# STATED PROBLEM
What do the lines from the one containing "find the orange high-visibility vest" through the end of the entries say? Quote them exactly, and only them.

# RECORD SET
┌────────

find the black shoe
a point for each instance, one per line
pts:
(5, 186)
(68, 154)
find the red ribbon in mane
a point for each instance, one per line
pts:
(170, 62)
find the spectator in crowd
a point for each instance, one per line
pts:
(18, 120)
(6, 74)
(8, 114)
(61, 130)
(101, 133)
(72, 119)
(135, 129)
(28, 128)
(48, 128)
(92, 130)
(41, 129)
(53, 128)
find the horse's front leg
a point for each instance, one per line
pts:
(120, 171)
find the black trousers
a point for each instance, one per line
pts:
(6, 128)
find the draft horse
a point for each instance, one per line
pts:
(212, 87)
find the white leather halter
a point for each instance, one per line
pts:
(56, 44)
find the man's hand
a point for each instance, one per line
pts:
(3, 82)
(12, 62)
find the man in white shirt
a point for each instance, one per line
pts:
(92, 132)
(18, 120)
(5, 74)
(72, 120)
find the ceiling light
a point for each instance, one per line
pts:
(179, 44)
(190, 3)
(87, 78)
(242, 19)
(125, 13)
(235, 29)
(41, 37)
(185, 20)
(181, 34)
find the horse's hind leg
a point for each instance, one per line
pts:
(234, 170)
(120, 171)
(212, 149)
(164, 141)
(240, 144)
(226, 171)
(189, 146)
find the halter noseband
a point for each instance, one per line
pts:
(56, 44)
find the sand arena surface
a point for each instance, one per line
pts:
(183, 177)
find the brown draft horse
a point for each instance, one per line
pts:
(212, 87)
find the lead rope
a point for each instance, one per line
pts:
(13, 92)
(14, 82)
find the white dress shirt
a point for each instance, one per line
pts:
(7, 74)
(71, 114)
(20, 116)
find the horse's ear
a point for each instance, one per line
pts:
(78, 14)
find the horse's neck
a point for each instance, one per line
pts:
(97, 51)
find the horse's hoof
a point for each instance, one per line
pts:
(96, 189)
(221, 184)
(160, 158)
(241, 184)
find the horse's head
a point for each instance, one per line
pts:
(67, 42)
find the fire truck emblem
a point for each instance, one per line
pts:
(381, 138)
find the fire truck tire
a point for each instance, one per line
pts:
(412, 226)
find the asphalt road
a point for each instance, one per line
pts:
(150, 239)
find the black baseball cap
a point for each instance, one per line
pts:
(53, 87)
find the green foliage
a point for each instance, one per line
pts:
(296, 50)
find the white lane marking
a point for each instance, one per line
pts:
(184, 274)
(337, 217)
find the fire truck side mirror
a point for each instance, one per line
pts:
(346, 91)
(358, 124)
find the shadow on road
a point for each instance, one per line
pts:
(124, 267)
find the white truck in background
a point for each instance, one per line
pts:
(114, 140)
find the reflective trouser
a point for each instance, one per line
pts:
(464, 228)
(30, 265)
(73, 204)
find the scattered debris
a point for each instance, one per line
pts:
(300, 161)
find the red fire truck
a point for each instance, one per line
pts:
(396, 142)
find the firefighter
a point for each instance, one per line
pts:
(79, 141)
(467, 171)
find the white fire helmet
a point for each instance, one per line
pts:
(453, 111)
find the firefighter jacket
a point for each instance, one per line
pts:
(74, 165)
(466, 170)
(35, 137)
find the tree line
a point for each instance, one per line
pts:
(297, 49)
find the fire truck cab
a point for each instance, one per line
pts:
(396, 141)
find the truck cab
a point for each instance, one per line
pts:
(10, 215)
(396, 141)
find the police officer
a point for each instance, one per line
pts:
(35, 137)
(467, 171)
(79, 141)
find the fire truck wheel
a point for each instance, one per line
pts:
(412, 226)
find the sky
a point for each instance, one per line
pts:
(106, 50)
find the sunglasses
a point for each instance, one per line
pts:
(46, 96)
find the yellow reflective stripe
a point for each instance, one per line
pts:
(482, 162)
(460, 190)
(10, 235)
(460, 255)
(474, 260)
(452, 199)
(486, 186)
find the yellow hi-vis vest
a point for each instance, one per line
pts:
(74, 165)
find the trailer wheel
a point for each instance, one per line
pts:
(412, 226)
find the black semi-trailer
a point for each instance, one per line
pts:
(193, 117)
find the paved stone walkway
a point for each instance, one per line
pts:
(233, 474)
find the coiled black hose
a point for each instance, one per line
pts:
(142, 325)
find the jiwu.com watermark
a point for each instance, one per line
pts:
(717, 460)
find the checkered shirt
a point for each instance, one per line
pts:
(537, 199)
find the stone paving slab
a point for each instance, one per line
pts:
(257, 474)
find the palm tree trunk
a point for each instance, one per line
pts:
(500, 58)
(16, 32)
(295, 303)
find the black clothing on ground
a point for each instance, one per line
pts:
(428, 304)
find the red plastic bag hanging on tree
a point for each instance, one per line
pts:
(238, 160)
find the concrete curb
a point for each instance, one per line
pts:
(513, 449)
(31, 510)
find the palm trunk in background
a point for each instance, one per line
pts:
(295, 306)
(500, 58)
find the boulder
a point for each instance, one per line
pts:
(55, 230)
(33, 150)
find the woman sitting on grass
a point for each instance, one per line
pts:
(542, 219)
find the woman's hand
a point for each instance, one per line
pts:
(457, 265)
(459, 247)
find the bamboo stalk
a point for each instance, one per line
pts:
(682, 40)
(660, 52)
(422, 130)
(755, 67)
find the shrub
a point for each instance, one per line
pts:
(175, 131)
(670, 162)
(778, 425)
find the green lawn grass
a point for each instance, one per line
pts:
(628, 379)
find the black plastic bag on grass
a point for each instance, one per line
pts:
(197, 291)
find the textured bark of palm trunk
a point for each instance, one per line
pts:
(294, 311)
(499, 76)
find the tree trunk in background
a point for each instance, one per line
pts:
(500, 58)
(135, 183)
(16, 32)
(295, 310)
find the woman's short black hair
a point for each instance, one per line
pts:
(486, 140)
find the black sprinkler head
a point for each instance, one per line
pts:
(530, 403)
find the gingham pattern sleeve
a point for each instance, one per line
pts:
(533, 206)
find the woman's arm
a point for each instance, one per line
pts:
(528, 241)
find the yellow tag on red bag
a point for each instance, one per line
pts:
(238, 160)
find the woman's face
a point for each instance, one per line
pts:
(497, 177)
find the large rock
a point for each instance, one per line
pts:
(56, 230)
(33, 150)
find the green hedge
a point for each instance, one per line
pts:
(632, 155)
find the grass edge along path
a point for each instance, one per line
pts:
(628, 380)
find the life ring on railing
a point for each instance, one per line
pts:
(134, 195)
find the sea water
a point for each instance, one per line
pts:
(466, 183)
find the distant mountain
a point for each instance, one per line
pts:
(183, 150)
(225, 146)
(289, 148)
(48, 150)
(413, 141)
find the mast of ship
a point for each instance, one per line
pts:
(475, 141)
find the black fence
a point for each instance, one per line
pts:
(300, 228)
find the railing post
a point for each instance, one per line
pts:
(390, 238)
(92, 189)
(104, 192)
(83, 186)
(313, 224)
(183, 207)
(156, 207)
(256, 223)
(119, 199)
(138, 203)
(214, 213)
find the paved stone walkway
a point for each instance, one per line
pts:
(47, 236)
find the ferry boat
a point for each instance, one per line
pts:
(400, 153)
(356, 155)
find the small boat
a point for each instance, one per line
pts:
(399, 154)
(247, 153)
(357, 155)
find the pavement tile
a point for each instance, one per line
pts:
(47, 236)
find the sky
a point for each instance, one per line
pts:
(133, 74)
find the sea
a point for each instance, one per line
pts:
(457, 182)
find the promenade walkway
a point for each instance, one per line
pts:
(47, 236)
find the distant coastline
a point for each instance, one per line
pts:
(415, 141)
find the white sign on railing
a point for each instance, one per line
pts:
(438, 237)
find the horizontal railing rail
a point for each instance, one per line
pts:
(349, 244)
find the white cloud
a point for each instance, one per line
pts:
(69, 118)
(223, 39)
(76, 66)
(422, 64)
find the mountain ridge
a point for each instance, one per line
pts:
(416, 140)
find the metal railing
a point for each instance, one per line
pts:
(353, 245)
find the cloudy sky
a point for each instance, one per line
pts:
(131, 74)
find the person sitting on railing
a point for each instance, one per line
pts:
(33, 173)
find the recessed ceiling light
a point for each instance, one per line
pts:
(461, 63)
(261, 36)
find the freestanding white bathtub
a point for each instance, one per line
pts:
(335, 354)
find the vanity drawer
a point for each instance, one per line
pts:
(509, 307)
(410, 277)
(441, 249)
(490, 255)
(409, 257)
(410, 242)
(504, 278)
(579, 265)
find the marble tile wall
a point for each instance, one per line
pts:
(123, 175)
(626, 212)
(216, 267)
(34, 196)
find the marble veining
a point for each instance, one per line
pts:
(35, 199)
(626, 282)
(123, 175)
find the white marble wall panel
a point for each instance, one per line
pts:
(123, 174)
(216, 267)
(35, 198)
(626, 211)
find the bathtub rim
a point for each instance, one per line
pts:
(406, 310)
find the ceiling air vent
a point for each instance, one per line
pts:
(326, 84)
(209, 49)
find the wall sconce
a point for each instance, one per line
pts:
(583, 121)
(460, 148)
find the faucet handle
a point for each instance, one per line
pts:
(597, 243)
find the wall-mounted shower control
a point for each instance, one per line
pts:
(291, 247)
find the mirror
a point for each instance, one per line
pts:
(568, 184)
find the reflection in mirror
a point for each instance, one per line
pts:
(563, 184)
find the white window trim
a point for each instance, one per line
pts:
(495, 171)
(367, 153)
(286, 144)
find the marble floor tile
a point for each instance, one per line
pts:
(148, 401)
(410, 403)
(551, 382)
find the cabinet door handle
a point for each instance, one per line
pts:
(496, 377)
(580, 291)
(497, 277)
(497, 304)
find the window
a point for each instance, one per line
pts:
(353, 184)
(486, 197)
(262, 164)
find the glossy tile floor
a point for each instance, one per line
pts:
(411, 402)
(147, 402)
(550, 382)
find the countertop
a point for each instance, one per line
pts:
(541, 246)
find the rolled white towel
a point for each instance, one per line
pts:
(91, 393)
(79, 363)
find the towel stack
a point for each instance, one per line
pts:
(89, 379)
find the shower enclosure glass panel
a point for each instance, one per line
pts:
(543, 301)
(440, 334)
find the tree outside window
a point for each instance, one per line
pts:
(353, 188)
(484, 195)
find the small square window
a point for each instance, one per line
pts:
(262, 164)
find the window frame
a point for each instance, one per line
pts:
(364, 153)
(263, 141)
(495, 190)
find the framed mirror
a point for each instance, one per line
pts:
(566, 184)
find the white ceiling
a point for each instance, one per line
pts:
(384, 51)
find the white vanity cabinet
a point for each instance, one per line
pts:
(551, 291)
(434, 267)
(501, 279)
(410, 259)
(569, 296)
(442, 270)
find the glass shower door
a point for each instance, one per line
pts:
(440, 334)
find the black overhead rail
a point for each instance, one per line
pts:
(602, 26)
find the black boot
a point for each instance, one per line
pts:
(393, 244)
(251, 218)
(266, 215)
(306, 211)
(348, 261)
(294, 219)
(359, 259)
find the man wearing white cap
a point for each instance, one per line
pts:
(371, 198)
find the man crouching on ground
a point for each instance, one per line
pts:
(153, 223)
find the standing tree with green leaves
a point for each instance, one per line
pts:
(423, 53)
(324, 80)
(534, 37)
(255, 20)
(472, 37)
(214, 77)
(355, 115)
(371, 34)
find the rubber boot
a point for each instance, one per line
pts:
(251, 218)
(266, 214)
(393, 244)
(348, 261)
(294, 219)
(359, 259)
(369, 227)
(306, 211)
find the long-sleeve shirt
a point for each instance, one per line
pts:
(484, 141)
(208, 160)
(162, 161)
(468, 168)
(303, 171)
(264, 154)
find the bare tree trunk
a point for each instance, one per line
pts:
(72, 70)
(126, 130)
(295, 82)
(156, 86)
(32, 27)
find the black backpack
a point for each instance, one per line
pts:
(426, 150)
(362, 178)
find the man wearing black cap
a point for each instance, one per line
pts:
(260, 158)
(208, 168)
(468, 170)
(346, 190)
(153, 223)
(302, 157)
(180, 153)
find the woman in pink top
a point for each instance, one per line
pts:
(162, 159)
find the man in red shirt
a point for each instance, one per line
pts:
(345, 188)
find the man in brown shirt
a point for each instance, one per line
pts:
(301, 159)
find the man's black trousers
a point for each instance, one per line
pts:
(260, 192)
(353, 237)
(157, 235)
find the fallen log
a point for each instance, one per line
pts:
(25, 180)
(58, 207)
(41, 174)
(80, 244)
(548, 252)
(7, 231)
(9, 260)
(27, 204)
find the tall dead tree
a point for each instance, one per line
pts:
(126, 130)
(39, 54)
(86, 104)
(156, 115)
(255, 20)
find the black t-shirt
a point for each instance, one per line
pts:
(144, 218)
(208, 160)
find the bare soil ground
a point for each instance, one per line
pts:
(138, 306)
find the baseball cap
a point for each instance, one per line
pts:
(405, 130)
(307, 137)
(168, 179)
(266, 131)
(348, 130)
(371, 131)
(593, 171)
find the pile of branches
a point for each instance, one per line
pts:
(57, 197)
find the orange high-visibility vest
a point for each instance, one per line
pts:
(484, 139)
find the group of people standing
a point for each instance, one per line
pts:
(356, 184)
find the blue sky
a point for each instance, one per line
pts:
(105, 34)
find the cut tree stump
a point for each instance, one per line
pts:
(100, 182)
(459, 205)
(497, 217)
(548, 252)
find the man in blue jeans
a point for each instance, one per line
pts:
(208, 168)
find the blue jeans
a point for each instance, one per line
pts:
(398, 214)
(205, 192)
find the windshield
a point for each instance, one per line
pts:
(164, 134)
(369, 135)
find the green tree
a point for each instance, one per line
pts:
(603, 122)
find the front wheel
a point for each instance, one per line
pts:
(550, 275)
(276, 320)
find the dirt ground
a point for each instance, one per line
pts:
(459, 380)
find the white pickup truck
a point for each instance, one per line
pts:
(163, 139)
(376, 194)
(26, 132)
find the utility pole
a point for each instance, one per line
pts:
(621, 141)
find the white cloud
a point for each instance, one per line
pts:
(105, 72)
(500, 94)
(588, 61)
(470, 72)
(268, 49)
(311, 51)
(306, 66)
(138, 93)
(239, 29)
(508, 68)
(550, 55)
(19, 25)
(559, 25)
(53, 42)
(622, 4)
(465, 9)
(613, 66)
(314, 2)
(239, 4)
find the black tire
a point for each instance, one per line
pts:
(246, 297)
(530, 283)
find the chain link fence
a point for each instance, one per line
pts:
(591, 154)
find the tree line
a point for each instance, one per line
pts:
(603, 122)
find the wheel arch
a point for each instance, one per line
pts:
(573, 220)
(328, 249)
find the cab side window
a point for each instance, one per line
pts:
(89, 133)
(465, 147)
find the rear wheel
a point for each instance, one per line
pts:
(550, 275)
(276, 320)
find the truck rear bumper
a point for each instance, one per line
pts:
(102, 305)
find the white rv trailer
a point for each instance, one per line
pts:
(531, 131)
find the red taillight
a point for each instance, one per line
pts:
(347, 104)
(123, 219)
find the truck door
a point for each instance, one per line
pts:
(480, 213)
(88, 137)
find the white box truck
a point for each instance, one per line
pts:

└────────

# CORRECT OUTPUT
find the orange high-visibility vest
a point for each instance, one per line
pts:
(484, 139)
find the group of people standing
a point for each instance, one per line
pts:
(356, 184)
find the blue sky
a point for each instance, one per line
pts:
(105, 34)
find the cut tree stump
a point for each instance, one per line
pts:
(100, 182)
(459, 205)
(497, 217)
(548, 252)
find the man in blue jeans
a point for each instance, one per line
pts:
(208, 168)
find the blue jeans
a point for each instance, one per line
pts:
(398, 214)
(205, 192)
find the windshield
a point for each instance, one per line
pts:
(164, 134)
(369, 135)
find the green tree
a point for each instance, one per line
pts:
(603, 122)
find the front wheel
a point for each instance, one per line
pts:
(550, 275)
(276, 320)
find the dirt ground
a point for each instance, one per line
pts:
(459, 380)
find the white pickup truck
a point for each instance, one per line
pts:
(163, 139)
(376, 194)
(26, 132)
find the utility pole
a point for each instance, one per line
pts:
(621, 141)
find the white cloud
a point for each instance, one per line
pts:
(105, 72)
(500, 94)
(588, 61)
(470, 72)
(268, 49)
(311, 51)
(306, 66)
(138, 93)
(239, 29)
(508, 68)
(550, 55)
(19, 25)
(559, 25)
(53, 42)
(622, 4)
(465, 9)
(613, 66)
(314, 2)
(239, 4)
find the black tire
a point for each instance, one per line
pts:
(246, 297)
(530, 283)
find the chain link fence
a point for each instance, one per line
pts:
(591, 154)
find the tree line
a point for each instance, one per line
pts:
(603, 122)
find the wheel arch
a point for each instance, one per line
pts:
(573, 220)
(328, 249)
find the cab side window
a point for each instance, one per line
pts:
(89, 133)
(465, 147)
find the rear wheel
a point for each instance, one per line
pts:
(550, 275)
(276, 320)
find the truck rear bumper
a point for each instance, one per line
pts:
(102, 305)
find the white rv trailer
a point for each instance, one per line
pts:
(531, 131)
find the red taillight
a point for each instance, one per line
pts:
(347, 104)
(123, 219)
find the truck door
a point for each instance, one per line
pts:
(480, 213)
(88, 137)
find the white box truck
a point for each instance, one per line
pts:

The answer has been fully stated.